▶ READING PASSAGE
* * *

AI Copyright Plaintiff Lose Again on DMCA Claims featured image

AI Copyright Plaintiff Lose Again on DMCA Claims

by John DiGiacomo

Partner

Copyright

As we have discussed several times on this blog, there are major issues with copyright laws and the use of generative artificial intelligence (“AI”) programs like OpenAI’s chatbot ChatGPT. At least two dozen cases have been filed by various plaintiffs and groups around the United States making various copyright infringement claims against the companies that train and operate AI-generative programs.

At least a couple of the copyright plaintiffs have attempted to bring claims under the Digital Millennium Copyright Act (“DMCA”). In particular, the plaintiffs have attempted to assert that AI content generation programs have violated the DMCA by removing what is called “copyright management information” (“CMI”). CMI refers to various details about a copyrighted work that is attached to a digital copy of the work. These details include information like the title, author’s name, the owner of the copyright, etc. The DMCA prohibits intentionally removing or altering the CMI without permission.

* * *

▶ GIVEN MATERIAL
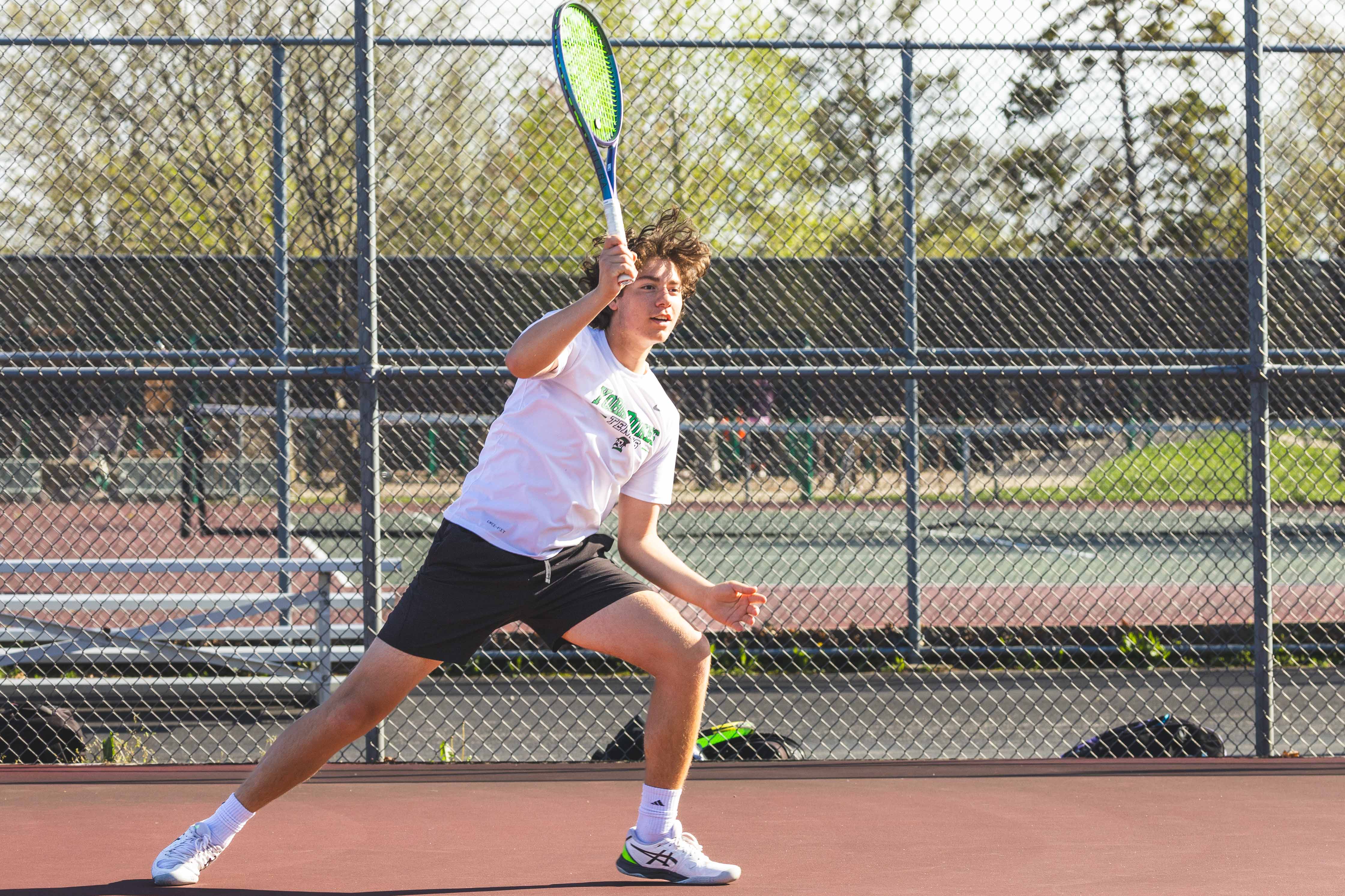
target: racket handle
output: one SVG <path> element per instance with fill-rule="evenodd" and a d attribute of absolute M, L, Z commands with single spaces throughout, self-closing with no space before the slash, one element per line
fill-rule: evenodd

* * *

▶ EXERCISE INSTRUCTIONS
Using the AI copyright article, answer:
(a) At least how many cases have been filed around the United States with copyright infringement claims against companies that train and operate AI-generative programs?
(b) What does the DMCA prohibit regarding CMI?
(c) Which details does CMI include, according to the article?
The data plays no part in what comes next.

▶ ANSWER SECTION
(a) At least two dozen.
(b) Intentionally removing or altering the CMI without permission.
(c) Information like the title, the author's name and the owner of the copyright.